- **Try it**:
Say how many lines in the entries below mention "blue", with no other words.

- **Available data**:

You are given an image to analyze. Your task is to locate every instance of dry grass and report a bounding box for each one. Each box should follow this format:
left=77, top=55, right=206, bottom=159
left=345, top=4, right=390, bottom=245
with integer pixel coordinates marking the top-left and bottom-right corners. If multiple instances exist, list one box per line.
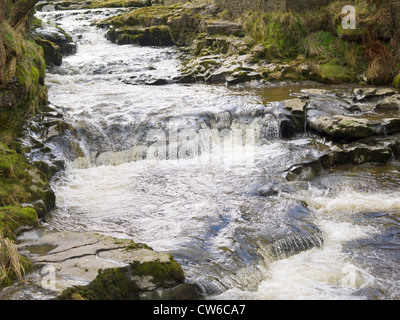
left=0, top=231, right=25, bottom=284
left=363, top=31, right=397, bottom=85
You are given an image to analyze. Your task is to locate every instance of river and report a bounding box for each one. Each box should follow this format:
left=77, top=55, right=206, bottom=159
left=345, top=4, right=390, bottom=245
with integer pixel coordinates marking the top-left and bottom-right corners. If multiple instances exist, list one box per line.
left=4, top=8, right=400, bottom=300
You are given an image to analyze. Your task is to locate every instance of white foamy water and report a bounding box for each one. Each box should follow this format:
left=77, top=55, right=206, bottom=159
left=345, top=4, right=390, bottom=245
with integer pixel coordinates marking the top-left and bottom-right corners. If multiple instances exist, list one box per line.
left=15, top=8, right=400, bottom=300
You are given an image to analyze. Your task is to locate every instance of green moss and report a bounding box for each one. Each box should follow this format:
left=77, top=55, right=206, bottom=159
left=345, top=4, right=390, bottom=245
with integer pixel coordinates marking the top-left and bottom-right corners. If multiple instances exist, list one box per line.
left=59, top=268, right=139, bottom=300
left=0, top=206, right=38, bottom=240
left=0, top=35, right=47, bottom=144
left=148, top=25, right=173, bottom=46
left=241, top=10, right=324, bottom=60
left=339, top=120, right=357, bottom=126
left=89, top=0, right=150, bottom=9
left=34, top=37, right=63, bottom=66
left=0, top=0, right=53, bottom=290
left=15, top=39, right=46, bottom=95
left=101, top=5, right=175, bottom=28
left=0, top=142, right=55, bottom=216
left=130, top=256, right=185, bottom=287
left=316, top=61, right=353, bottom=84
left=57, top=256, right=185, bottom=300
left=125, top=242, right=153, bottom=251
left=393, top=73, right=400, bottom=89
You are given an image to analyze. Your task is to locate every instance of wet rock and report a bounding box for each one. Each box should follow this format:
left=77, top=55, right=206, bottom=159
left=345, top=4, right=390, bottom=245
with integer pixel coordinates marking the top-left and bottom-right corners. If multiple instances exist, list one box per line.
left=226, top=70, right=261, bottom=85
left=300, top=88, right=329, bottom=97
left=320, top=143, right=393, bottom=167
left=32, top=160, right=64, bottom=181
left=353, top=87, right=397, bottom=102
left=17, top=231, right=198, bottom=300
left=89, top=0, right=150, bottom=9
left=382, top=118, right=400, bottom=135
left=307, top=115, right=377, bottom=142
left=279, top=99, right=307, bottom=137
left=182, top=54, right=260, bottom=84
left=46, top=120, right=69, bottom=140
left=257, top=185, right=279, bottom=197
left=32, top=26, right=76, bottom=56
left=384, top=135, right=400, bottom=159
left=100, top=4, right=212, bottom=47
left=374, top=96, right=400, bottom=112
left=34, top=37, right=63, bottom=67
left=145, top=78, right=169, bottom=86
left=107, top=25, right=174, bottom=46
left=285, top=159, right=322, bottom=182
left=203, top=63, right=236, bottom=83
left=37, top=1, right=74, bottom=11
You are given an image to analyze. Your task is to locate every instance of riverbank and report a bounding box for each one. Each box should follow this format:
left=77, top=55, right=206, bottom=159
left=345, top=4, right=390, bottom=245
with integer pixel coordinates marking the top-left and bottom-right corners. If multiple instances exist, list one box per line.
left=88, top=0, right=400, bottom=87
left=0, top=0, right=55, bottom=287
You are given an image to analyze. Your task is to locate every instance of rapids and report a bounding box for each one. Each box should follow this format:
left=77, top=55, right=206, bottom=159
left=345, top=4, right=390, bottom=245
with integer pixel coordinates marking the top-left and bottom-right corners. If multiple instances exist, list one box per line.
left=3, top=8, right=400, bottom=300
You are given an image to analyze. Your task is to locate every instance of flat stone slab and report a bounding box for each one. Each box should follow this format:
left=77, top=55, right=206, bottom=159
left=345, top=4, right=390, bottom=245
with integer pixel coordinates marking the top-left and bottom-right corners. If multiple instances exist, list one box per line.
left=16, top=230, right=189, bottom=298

==

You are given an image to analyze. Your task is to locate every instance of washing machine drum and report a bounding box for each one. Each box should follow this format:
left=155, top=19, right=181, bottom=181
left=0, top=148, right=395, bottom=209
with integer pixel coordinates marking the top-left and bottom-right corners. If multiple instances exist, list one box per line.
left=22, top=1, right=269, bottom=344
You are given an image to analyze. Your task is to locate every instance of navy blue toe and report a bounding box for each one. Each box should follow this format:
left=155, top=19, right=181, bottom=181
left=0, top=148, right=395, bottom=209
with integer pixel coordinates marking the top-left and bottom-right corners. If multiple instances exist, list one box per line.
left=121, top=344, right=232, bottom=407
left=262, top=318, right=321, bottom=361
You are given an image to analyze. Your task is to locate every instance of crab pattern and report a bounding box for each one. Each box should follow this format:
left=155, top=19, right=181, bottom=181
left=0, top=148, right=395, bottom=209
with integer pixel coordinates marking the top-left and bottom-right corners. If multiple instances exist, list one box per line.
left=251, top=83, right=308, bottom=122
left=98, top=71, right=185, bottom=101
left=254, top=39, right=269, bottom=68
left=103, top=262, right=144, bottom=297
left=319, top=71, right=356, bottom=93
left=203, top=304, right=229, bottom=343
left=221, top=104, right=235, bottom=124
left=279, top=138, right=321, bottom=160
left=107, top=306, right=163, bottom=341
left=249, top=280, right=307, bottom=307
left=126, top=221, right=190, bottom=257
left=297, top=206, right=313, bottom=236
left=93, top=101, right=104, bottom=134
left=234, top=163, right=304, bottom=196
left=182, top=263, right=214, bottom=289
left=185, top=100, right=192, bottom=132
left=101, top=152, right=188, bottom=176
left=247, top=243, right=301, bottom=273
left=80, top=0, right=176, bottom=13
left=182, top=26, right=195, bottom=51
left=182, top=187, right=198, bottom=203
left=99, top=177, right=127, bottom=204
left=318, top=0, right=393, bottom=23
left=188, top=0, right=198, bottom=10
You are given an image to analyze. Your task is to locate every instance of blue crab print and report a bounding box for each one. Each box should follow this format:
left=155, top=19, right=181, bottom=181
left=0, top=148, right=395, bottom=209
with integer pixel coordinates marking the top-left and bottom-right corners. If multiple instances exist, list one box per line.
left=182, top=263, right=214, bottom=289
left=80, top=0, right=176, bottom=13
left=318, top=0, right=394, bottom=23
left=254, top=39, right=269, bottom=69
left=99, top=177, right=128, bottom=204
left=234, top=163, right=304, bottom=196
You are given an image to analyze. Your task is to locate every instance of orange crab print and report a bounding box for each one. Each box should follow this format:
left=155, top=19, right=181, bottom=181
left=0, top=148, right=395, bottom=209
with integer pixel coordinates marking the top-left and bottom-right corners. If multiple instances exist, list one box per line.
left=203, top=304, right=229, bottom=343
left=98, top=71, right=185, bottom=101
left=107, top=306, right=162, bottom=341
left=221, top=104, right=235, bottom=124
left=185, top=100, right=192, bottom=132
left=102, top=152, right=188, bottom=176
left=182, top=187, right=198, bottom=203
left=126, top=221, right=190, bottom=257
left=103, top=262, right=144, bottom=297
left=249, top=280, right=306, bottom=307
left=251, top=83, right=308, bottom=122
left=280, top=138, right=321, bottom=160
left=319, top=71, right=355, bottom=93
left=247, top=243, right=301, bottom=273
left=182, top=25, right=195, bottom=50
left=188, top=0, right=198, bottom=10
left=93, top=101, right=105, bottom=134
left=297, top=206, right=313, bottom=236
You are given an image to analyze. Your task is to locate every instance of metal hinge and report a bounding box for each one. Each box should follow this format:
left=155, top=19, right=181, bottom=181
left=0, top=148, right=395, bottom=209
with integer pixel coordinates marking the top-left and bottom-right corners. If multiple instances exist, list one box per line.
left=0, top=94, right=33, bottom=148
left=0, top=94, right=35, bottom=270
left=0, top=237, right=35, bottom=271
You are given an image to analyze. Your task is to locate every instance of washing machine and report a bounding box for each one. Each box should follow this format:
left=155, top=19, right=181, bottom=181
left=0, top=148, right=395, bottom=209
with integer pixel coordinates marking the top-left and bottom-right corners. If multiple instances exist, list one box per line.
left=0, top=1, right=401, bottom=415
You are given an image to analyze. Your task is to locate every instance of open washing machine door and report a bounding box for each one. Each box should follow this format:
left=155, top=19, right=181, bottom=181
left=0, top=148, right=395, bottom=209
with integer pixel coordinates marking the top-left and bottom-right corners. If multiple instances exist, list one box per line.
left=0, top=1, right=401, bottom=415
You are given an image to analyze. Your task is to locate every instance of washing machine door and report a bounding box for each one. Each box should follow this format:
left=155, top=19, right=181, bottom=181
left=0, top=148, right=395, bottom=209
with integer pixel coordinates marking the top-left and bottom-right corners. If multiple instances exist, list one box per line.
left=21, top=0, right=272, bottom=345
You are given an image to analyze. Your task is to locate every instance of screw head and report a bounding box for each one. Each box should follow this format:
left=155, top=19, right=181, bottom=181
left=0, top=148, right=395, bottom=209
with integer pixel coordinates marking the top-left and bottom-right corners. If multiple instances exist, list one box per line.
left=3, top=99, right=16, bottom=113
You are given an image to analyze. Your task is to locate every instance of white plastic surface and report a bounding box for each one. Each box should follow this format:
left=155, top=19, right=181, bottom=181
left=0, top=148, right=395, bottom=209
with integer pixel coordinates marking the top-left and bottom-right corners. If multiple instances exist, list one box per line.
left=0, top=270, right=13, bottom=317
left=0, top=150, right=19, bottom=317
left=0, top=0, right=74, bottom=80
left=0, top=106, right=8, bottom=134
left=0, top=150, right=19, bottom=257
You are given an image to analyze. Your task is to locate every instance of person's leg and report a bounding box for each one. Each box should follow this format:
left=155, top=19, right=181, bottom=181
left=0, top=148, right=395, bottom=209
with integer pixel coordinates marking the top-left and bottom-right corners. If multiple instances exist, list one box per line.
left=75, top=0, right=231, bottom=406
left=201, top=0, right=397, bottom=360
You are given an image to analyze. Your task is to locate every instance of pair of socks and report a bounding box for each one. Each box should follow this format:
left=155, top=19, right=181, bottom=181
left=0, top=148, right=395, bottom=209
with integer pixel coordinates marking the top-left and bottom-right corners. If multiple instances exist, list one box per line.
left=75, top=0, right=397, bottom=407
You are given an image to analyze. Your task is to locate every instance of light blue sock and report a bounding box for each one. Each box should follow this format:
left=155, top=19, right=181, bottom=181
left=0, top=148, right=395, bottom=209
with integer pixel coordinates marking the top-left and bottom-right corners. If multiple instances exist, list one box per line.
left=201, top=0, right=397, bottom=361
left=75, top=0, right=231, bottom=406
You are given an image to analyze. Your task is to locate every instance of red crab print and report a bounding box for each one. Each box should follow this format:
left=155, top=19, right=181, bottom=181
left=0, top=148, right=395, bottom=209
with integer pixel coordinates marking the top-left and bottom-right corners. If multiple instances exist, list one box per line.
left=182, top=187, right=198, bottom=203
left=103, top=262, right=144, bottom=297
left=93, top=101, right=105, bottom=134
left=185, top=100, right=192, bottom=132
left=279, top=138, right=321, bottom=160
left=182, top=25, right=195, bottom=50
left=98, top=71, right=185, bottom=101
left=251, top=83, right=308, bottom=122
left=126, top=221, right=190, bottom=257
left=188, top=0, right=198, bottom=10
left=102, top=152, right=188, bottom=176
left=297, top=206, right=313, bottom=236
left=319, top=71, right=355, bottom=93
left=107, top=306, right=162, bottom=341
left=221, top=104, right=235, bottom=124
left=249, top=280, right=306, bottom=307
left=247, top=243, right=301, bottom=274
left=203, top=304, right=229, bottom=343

- **Answer for the task**:
3